● **ABOUT THIS TASK**: The records below are to be transcribed exactly, with the pictures removed.

● **AVAILABLE DATA**:
++++++++++++++++++++
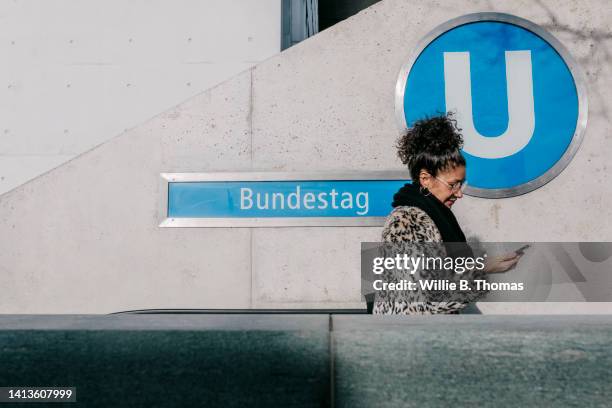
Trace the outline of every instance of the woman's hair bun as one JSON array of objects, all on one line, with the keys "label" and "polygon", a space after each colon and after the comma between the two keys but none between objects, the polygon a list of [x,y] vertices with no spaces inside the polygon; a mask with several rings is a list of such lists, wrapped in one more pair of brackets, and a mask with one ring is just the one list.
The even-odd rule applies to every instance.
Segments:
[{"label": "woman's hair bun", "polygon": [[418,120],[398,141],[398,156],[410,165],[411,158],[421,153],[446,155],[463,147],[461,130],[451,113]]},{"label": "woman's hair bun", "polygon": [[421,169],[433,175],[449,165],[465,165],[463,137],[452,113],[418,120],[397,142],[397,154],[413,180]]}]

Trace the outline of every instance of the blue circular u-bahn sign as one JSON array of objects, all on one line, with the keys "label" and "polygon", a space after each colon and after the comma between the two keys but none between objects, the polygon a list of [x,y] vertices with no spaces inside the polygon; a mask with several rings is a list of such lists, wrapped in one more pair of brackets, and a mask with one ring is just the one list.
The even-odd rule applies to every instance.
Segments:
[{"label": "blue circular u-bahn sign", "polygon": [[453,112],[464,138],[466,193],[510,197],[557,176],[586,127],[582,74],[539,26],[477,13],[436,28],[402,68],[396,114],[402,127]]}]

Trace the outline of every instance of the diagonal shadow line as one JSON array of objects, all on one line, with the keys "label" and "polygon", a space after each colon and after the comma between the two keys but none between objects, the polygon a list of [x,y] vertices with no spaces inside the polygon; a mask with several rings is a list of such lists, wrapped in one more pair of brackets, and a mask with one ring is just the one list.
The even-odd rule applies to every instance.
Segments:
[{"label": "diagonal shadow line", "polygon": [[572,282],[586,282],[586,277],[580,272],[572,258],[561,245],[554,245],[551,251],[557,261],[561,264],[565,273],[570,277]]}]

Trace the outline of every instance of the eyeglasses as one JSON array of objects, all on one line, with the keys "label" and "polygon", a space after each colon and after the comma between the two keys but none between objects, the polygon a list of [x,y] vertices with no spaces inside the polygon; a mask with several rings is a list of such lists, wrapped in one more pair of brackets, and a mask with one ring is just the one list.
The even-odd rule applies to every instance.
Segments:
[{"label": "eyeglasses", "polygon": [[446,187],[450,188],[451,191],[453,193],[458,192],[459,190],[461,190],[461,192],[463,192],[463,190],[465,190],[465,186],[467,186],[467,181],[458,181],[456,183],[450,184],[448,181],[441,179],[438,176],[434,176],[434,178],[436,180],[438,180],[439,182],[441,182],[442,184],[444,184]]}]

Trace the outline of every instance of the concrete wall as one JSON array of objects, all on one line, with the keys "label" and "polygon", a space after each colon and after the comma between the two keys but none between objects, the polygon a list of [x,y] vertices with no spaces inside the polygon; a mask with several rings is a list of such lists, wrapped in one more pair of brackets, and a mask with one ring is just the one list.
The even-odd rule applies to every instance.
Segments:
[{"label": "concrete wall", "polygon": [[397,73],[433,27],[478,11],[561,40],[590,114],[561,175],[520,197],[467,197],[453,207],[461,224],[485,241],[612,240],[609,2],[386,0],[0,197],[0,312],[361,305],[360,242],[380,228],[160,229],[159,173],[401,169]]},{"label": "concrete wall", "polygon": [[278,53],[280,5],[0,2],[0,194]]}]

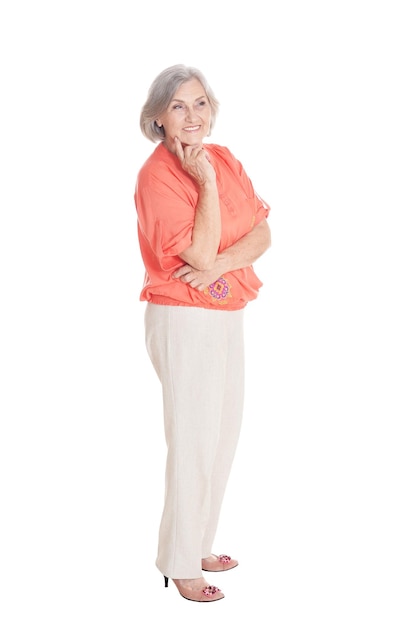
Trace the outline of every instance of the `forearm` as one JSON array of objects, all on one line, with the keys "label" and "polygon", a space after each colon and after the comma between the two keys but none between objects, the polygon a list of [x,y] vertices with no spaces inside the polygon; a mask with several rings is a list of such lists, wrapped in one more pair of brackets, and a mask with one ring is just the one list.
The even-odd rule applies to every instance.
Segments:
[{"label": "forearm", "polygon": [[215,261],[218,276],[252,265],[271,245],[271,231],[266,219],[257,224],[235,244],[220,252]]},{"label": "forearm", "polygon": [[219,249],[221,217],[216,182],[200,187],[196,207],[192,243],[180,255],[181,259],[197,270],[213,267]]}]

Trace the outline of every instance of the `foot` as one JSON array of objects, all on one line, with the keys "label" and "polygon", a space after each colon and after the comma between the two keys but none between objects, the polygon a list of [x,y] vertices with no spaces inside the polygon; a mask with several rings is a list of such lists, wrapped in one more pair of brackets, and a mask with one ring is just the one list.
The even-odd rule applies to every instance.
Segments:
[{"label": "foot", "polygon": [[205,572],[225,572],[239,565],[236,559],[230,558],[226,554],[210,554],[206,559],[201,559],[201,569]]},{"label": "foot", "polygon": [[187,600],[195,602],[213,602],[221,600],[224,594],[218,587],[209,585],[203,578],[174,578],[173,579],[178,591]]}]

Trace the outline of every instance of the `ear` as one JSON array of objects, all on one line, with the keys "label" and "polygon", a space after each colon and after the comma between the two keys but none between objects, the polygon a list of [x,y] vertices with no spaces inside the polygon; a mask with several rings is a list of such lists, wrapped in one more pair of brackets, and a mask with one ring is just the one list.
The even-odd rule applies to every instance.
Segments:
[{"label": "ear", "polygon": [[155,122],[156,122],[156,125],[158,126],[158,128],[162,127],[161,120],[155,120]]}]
++++++++++++++++++++
● **ANSWER SPACE**:
Trace the outline of every instance of the woman's hair bun as one JSON array of objects, all on one line, with the keys "label" and "polygon", a space after each colon and after the comma between the two keys but none between objects, the polygon a list of [x,y] vertices with no spaces inside the polygon; a mask with several rings is a list of such lists, wrapped in one more pair of brackets, and a mask with one ring is just the one list.
The even-odd rule applies to every instance.
Segments:
[{"label": "woman's hair bun", "polygon": [[418,120],[398,141],[398,156],[410,165],[411,158],[421,153],[446,155],[463,147],[461,130],[451,113]]},{"label": "woman's hair bun", "polygon": [[421,169],[433,175],[449,165],[465,165],[463,137],[452,113],[418,120],[397,142],[397,154],[413,180]]}]

Trace the outline of every instance of the blue circular u-bahn sign as one JSON array of objects, all on one line, with the keys "label" and "polygon", a space after each colon and after the comma between the two keys but none between objects, the polygon a list of [x,y] vertices with no spaces inside the polygon; a mask with several rings is a list of such lists, wrapped in one more pair of brackets, and a mask with one ring is just the one list.
The even-odd rule applies to every instance.
Segments:
[{"label": "blue circular u-bahn sign", "polygon": [[453,112],[464,138],[466,193],[510,197],[557,176],[586,127],[582,74],[539,26],[477,13],[436,28],[402,68],[396,114],[402,127]]}]

Trace the outline of every instance of the diagonal shadow line as one JSON array of objects, all on one line, with the keys "label" and "polygon", a space after each colon and after the comma between the two keys but none between objects, the polygon a list of [x,y] vertices with no spaces inside the polygon; a mask with several rings is a list of such lists, wrapped in one more pair of brackets, and a mask with one ring is just the one list.
The even-odd rule applies to every instance.
Segments:
[{"label": "diagonal shadow line", "polygon": [[572,282],[586,282],[586,277],[580,272],[572,258],[561,245],[554,245],[551,251],[557,261],[561,264],[565,273],[570,277]]}]

Trace the outline of every instance of the eyeglasses as one JSON array of objects, all on one line, with the keys "label" and "polygon", a space after each colon and after the comma between the two keys but none between objects, the polygon a list of [x,y] vertices with no spaces inside the polygon; a mask with several rings is a list of such lists, wrapped in one more pair of brackets, and a mask with one ring is just the one list.
The even-odd rule applies to every instance.
Segments:
[{"label": "eyeglasses", "polygon": [[446,187],[450,188],[451,191],[453,193],[458,192],[459,190],[461,190],[461,192],[463,192],[463,190],[465,190],[465,186],[467,186],[467,181],[458,181],[456,183],[450,184],[448,181],[441,179],[438,176],[434,176],[434,178],[436,180],[438,180],[439,182],[441,182],[442,184],[444,184]]}]

Trace the outline of every instance of the concrete wall as one JSON array of objects, all on one line, with the keys "label" and "polygon", a space after each colon and after the comma between the two keys but none between objects, the polygon a list of [x,y] vertices with no spaces inside the polygon; a mask with several rings is a list of such lists, wrapped in one more pair of brackets, and a mask with one ring is just the one list.
The even-odd rule applies to every instance.
Segments:
[{"label": "concrete wall", "polygon": [[397,73],[433,27],[478,11],[561,40],[590,114],[561,175],[520,197],[467,197],[453,207],[461,224],[485,241],[612,240],[609,2],[386,0],[0,197],[0,312],[361,305],[360,242],[380,228],[160,229],[159,173],[401,169]]},{"label": "concrete wall", "polygon": [[278,53],[280,5],[0,2],[0,194]]}]

Trace the outline of every instance of the `forearm` as one JSON array of objects, all on one line, with the keys "label" and "polygon", a space after each colon and after the comma between the two keys but none between objects, the polygon a list of [x,y] vertices with no spaces inside the polygon; a mask with several rings is a list of such lists, wrapped in one more pair of brackets, and a mask with one ring is just the one list.
The even-odd rule applies to every instance.
Segments:
[{"label": "forearm", "polygon": [[215,261],[218,276],[252,265],[271,245],[271,231],[266,219],[257,224],[235,244],[220,252]]},{"label": "forearm", "polygon": [[219,249],[221,217],[216,182],[200,187],[196,207],[192,243],[180,255],[181,259],[197,270],[213,267]]}]

Trace the outline of every instance of the `foot` as one JSON array of objects, all on one line, with the keys "label" and "polygon", a space after each colon and after the comma between the two keys but none between objects, the polygon a list of [x,y] vertices with no spaces inside the polygon; a mask with several rings is a list of such lists, wrapped in one more pair of brackets, and a mask with one ring is just the one list.
The even-odd rule applies to every instance.
Segments:
[{"label": "foot", "polygon": [[205,572],[225,572],[239,565],[236,559],[230,558],[226,554],[210,554],[206,559],[201,559],[201,569]]},{"label": "foot", "polygon": [[187,600],[195,602],[213,602],[221,600],[224,594],[218,587],[209,585],[203,578],[174,578],[173,579],[178,591]]}]

Trace the outline of every instance of the `ear` as one JSON array of objects, all on one line, with the keys "label" and "polygon", a space after each colon and after the comma between the two keys but none between objects, the polygon a list of [x,y] vertices with no spaces inside the polygon; a mask with several rings is a list of such lists, wrapped in one more pair of brackets, and a mask with one ring is just the one list.
The even-odd rule applies to every instance.
Segments:
[{"label": "ear", "polygon": [[155,122],[156,122],[156,125],[158,126],[158,128],[162,127],[161,120],[155,120]]}]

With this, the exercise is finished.